### INSTRUCTIONS TO FOLLOW
Copy out the data word for word, from the line that contains "of the windshield" through the line that contains "416;229;538;275", with both of those lines included.

### DATA RECORDS
• • • •

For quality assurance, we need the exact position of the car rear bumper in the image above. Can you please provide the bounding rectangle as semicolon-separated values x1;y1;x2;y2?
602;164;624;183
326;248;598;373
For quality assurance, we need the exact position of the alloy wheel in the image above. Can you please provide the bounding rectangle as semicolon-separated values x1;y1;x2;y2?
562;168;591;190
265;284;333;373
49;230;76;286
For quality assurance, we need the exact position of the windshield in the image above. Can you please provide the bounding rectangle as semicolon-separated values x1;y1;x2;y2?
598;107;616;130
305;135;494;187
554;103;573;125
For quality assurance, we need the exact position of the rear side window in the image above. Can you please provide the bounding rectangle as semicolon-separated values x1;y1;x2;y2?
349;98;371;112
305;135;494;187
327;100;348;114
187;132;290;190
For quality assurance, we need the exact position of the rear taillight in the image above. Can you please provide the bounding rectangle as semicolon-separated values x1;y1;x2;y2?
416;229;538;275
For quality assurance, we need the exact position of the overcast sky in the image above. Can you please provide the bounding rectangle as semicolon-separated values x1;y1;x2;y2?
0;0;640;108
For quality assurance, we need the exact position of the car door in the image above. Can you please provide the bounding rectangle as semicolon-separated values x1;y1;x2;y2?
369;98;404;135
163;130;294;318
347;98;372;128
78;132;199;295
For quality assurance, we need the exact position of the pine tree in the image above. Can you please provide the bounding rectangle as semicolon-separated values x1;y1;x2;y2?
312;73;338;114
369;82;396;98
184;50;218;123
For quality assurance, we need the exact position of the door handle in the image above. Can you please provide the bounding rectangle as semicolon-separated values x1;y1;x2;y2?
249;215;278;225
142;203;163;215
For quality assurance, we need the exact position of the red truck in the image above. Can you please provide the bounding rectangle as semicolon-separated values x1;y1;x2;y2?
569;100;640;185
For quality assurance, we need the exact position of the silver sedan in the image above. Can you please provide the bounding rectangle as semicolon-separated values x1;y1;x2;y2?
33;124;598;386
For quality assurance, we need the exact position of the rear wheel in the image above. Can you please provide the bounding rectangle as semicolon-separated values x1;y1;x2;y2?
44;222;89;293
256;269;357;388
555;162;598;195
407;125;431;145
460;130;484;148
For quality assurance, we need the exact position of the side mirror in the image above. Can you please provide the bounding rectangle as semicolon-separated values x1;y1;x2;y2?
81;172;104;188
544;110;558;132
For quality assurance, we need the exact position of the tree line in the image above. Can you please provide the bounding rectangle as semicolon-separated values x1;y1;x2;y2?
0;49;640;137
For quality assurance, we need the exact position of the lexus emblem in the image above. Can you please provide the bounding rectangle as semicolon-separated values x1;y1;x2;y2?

• • • •

### RESULT FOR THIS TASK
For quality assurance, we need the exact position of the windshield in the image above. Can you please provide the bounding rectangle as semicolon-separated values x1;y1;x2;y2?
598;107;616;130
305;135;494;187
554;103;573;125
For quality assurance, we need the exact position of the rear side window in the image above. Can you please provide the bounding rectangle as semicolon-separated values x1;y1;x2;y2?
349;98;371;112
305;135;494;187
327;100;348;114
187;132;290;190
For quality assurance, we need the exact position of the rear taillight in the image above. Can you please provide the bounding rectangle as semicolon-separated values x1;y1;x2;y2?
416;229;538;275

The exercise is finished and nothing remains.